## Verilen metin
__________
Kavanoza Hapsedilen Seri Katil

Diogo Alves, Portekiz’de belirlenen ilk erkek seri katildi. 19. asrın birinci yarısında yaşanan ağır ekonomik, toplumsal ve politik sarsıntıların yarattığı suçlu tipolojiydi. Lizbon’daki tarihi/anıtsal ‘Águas Livres Su Kemeri’ni üs edinip 70 kişiyi öldürmekle suçlandı. Ama farklı cürüm(ler)den hüküm giydi ve asıldı.

Kavanoza Hapsedilen Seri Katil

Kış geceleri mangal başında toplanan komşular, ilginç tecrübelerini, anadan atadan dinledikleri masalları anlatırdı. Çocuklar da heves, merak ve heyecanla dinlerdi. Halk dinlencelerinin abartılı, fantastik kahramanları hem korkutur hem imrendirirdi. Anlatılardan ders çıkarılırdı ama aktarılan deneyimlerin çok azından yararlanılırdı.

Portekizli Diogo Alves (31) adlı seri katil, yaptıkları, yaşamı ve sonu ile - ülkesi ve toplumu için! - ‘masal kahramanı’ sayılabilirdi. Alves’in macerası anlatıla anlatıla, yazıla yazıla halk dinlencesine dönüştü. Kesilip cam kavanoza konulan başı ‘turistik meta’ haline geldi. Parası ödenen biletlerle müze(ler)de ziyaret edilebilen ‘tarihi eser’e benzedi.
__________
## İşlenecek satırlar
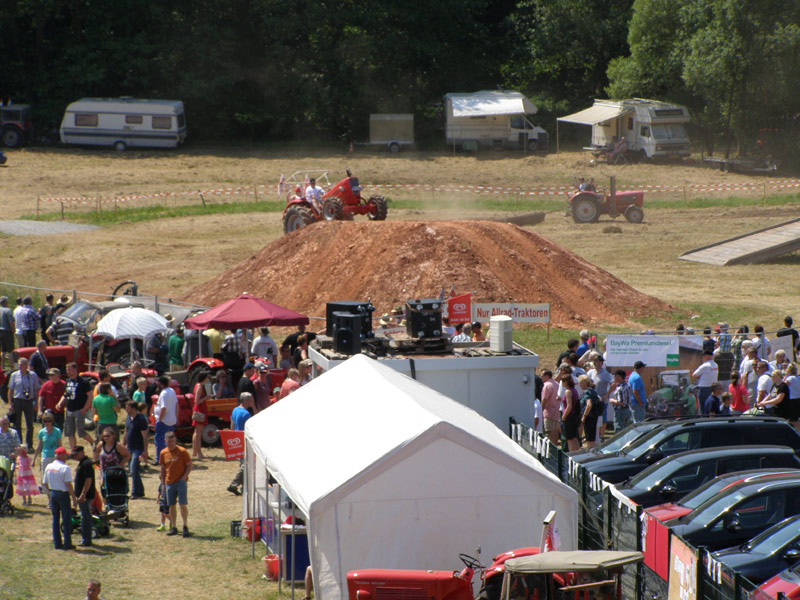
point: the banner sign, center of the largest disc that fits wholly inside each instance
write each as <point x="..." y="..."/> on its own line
<point x="682" y="572"/>
<point x="519" y="313"/>
<point x="652" y="350"/>
<point x="232" y="443"/>
<point x="459" y="309"/>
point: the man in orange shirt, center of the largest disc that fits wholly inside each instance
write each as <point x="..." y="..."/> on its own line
<point x="176" y="464"/>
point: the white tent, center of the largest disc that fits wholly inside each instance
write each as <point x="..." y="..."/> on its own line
<point x="390" y="473"/>
<point x="490" y="102"/>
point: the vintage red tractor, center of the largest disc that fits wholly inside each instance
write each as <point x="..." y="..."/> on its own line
<point x="586" y="206"/>
<point x="341" y="202"/>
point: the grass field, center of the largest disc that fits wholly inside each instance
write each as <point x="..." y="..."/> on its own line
<point x="170" y="244"/>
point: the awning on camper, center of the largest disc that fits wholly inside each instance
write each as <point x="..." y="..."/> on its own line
<point x="490" y="103"/>
<point x="595" y="114"/>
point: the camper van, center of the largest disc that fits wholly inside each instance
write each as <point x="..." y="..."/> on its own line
<point x="652" y="129"/>
<point x="494" y="119"/>
<point x="124" y="122"/>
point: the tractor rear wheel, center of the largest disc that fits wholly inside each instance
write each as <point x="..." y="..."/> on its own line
<point x="378" y="209"/>
<point x="634" y="214"/>
<point x="332" y="210"/>
<point x="585" y="210"/>
<point x="296" y="218"/>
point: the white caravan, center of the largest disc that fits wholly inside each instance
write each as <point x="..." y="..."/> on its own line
<point x="494" y="119"/>
<point x="124" y="123"/>
<point x="651" y="128"/>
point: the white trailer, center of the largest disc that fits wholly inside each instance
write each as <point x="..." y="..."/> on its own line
<point x="391" y="131"/>
<point x="124" y="123"/>
<point x="494" y="119"/>
<point x="652" y="129"/>
<point x="496" y="387"/>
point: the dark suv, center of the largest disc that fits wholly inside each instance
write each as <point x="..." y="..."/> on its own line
<point x="692" y="434"/>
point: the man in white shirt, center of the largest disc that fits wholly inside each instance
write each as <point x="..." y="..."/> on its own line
<point x="166" y="413"/>
<point x="58" y="481"/>
<point x="314" y="194"/>
<point x="704" y="375"/>
<point x="265" y="347"/>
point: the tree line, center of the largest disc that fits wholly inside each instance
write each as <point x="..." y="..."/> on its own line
<point x="292" y="69"/>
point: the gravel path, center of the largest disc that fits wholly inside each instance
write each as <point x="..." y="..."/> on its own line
<point x="20" y="227"/>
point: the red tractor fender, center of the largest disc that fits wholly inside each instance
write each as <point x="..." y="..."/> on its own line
<point x="208" y="362"/>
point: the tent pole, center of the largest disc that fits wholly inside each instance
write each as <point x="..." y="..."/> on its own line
<point x="294" y="549"/>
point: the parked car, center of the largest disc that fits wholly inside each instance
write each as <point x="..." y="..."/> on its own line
<point x="620" y="441"/>
<point x="767" y="554"/>
<point x="671" y="478"/>
<point x="738" y="514"/>
<point x="669" y="510"/>
<point x="674" y="437"/>
<point x="786" y="582"/>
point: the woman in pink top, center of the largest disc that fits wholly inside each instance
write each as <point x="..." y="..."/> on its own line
<point x="739" y="396"/>
<point x="290" y="384"/>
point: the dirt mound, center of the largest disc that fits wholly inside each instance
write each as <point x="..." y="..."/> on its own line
<point x="392" y="261"/>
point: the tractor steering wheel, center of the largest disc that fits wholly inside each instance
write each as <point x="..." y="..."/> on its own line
<point x="470" y="561"/>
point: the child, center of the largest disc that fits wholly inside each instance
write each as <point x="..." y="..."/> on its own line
<point x="26" y="482"/>
<point x="162" y="507"/>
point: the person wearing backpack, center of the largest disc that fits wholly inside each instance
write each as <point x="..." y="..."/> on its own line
<point x="591" y="409"/>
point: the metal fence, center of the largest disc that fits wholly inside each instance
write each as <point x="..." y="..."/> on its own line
<point x="609" y="520"/>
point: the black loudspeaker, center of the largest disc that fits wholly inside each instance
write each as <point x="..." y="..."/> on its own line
<point x="346" y="333"/>
<point x="424" y="318"/>
<point x="361" y="309"/>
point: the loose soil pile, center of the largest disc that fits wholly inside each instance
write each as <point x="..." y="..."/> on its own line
<point x="391" y="262"/>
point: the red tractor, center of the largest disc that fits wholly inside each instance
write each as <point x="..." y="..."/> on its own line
<point x="341" y="202"/>
<point x="587" y="205"/>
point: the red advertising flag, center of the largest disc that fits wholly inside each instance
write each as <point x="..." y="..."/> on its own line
<point x="232" y="443"/>
<point x="459" y="309"/>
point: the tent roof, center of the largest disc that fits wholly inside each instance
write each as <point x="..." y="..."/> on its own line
<point x="244" y="312"/>
<point x="346" y="412"/>
<point x="489" y="103"/>
<point x="598" y="113"/>
<point x="576" y="560"/>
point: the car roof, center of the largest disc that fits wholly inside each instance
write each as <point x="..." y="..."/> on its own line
<point x="701" y="454"/>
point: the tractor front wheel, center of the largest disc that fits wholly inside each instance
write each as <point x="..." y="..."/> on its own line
<point x="585" y="210"/>
<point x="634" y="214"/>
<point x="378" y="209"/>
<point x="296" y="218"/>
<point x="332" y="210"/>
__________
## Çalışma yönergeleri
- 1) Yukarıdaki satırlar arasında "camper" sözcüğünü içeren her satırı bul ve aynen kopyala. Büyük-küçük harf ayrımına dikkat et.
- 2) Seri katil Diogo Alves'i anlatan metni kaldığı yerden sürdür.

## Yanıtlar
- 1)
point: the awning on camper, center of the largest disc that fits wholly inside each instance
point: the camper van, center of the largest disc that fits wholly inside each instance

- 2)
Alves, ülkenin kimi suç tarihçilerine göre, Portekiz’de yaşamış ilk erkek seri katildi. 1836 ile 1840 yılları arasında - 4 senelik süreçte! - 70 kişiyi soyup öldürdüğü ileri sürüldü. Dizi cinayetlerden değil de, çetesi ile mallarını çaldığı ailenin üyelerini öldürmekten suçlu bulundu, asıldı. Ancak yaptıkları ve üzerine atılı ithamlar, döneminin bazı tababet insanlarının ilgisini çekti. Asıldıktan sonra başı kesildi. Tıp fakültesinden bir grup öğretim üyesinin incelemesine sunuldu. İnsan(ları) katlederken zevk alan, cinayet(ler)ini incelikle - bazı yazarların betimlemesiyle: ‘Sanatçı edasıyla’! - işleyen katilin beyin yapısı araştırılmalıydı. Böylece belki de, caniyi suça sürükleyen sebeplere, ruhi tatminlerine, katliam merasimlerine/ritüellerine ilişkin ipuçlarının belirlenebileceğine/bulunabileceğine inanıldı.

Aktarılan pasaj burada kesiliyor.